TASK DETAILS — Filter the records below by copying out every line that contains the word "background".

Records from a dataset —
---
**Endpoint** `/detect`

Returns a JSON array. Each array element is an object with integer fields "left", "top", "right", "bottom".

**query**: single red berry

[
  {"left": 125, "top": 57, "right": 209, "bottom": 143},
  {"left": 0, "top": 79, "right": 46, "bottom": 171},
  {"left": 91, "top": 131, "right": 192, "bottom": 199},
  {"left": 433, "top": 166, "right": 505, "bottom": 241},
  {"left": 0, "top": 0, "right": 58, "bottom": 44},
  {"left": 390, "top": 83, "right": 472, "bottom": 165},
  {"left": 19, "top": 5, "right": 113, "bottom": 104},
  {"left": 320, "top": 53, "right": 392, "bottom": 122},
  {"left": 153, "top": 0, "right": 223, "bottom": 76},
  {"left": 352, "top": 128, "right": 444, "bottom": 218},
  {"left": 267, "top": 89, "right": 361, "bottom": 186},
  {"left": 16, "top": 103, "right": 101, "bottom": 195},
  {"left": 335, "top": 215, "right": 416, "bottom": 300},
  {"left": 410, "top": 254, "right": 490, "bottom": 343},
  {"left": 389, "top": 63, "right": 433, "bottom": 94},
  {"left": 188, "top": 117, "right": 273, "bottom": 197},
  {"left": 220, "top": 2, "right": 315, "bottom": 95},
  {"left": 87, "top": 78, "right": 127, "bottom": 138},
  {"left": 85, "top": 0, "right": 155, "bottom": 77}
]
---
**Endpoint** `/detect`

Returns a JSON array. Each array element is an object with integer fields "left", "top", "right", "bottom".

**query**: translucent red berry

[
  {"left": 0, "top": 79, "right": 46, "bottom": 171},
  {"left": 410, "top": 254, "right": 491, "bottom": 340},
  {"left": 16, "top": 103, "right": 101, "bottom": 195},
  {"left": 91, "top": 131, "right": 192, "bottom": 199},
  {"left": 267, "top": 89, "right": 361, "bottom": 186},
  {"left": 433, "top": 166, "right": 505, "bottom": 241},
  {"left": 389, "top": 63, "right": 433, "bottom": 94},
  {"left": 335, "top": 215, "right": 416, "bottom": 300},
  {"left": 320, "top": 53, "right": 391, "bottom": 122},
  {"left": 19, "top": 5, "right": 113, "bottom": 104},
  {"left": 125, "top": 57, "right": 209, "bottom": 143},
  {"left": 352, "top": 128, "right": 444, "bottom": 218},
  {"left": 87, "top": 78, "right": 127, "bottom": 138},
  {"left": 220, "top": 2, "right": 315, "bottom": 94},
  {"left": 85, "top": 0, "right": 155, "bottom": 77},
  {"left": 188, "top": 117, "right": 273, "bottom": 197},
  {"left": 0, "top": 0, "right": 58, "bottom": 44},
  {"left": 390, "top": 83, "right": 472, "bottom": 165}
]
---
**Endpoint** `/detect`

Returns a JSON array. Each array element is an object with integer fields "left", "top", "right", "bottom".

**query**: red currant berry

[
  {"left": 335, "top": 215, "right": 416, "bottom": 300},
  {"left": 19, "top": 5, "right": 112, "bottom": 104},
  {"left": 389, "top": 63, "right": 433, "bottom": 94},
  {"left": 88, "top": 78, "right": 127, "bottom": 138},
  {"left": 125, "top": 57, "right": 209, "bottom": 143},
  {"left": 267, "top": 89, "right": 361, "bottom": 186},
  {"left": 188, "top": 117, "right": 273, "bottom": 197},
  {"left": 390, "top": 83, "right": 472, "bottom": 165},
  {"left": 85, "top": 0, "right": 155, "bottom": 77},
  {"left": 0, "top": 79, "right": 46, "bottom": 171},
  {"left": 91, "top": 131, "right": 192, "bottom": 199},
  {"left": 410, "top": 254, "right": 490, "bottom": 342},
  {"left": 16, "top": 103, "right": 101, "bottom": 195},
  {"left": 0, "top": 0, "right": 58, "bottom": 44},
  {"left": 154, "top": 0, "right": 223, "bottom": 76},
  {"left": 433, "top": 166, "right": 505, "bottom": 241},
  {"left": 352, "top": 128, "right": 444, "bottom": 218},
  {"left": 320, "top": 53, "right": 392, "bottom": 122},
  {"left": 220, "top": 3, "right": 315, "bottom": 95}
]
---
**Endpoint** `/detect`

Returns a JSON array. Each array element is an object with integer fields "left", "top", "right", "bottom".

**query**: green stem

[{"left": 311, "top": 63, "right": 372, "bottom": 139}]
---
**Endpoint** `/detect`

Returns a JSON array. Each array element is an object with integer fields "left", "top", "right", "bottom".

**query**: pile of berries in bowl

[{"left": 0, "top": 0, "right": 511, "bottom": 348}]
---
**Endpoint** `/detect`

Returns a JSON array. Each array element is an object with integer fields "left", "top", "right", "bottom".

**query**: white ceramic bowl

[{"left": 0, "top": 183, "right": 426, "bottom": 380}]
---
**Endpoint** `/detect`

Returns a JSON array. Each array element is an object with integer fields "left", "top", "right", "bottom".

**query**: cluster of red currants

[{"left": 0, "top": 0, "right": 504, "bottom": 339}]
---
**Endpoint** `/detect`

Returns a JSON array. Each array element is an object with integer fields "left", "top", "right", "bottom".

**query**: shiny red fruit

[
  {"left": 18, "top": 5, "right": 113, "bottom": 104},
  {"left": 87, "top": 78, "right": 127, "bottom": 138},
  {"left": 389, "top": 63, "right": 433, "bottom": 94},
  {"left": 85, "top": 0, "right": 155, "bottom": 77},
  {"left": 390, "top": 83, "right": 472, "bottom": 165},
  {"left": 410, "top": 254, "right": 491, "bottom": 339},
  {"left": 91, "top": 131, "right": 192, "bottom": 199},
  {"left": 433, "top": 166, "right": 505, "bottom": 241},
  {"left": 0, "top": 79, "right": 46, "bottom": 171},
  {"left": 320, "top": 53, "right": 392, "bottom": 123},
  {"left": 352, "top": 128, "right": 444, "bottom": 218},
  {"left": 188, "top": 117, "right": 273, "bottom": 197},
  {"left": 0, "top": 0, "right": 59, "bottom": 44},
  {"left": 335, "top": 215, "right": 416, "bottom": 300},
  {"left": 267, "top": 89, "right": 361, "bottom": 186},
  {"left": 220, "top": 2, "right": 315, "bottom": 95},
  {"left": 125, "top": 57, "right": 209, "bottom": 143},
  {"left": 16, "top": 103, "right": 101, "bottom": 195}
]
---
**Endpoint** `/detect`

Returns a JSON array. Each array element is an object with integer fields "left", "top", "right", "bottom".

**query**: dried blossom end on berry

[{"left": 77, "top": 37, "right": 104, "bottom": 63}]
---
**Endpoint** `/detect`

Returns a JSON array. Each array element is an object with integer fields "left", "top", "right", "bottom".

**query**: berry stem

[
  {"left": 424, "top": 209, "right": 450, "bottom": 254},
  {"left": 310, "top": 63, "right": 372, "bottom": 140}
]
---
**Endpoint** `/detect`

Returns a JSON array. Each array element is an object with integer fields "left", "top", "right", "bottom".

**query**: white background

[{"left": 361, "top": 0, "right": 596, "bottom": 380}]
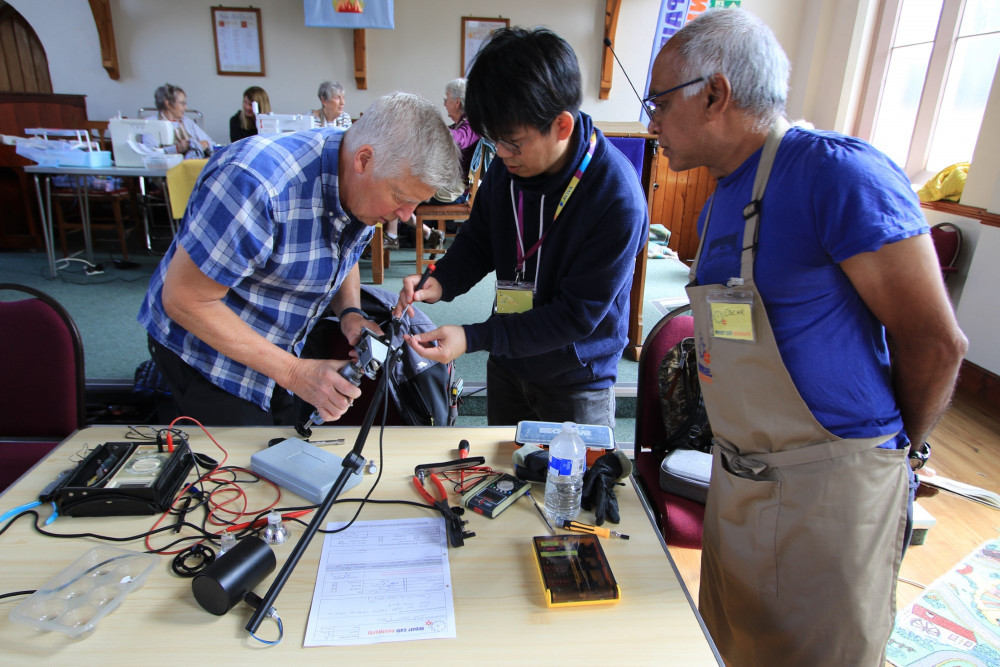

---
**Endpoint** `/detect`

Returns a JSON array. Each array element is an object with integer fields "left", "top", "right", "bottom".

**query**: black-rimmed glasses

[{"left": 640, "top": 76, "right": 705, "bottom": 120}]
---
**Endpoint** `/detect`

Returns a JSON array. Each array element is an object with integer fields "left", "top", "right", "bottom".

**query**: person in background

[
  {"left": 138, "top": 93, "right": 459, "bottom": 425},
  {"left": 312, "top": 81, "right": 351, "bottom": 130},
  {"left": 646, "top": 9, "right": 968, "bottom": 666},
  {"left": 396, "top": 28, "right": 649, "bottom": 427},
  {"left": 229, "top": 86, "right": 271, "bottom": 141},
  {"left": 383, "top": 78, "right": 479, "bottom": 250},
  {"left": 142, "top": 83, "right": 215, "bottom": 160}
]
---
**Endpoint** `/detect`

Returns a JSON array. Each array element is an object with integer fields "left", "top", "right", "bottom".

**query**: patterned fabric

[{"left": 138, "top": 129, "right": 373, "bottom": 410}]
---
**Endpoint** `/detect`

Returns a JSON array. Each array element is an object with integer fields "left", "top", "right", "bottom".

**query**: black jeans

[{"left": 486, "top": 357, "right": 615, "bottom": 428}]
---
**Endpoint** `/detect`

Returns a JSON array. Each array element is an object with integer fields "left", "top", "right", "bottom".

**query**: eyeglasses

[{"left": 640, "top": 76, "right": 705, "bottom": 120}]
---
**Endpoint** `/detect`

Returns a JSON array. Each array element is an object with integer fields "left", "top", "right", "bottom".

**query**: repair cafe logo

[{"left": 333, "top": 0, "right": 365, "bottom": 14}]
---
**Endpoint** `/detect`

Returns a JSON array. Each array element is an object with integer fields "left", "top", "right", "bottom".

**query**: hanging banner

[
  {"left": 639, "top": 0, "right": 740, "bottom": 121},
  {"left": 302, "top": 0, "right": 396, "bottom": 30}
]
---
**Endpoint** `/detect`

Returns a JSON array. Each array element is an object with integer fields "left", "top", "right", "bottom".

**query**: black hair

[{"left": 465, "top": 27, "right": 583, "bottom": 139}]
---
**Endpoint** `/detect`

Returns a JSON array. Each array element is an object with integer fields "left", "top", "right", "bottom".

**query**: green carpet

WRITTEN SOLUTION —
**query**: white background
**query**: person in background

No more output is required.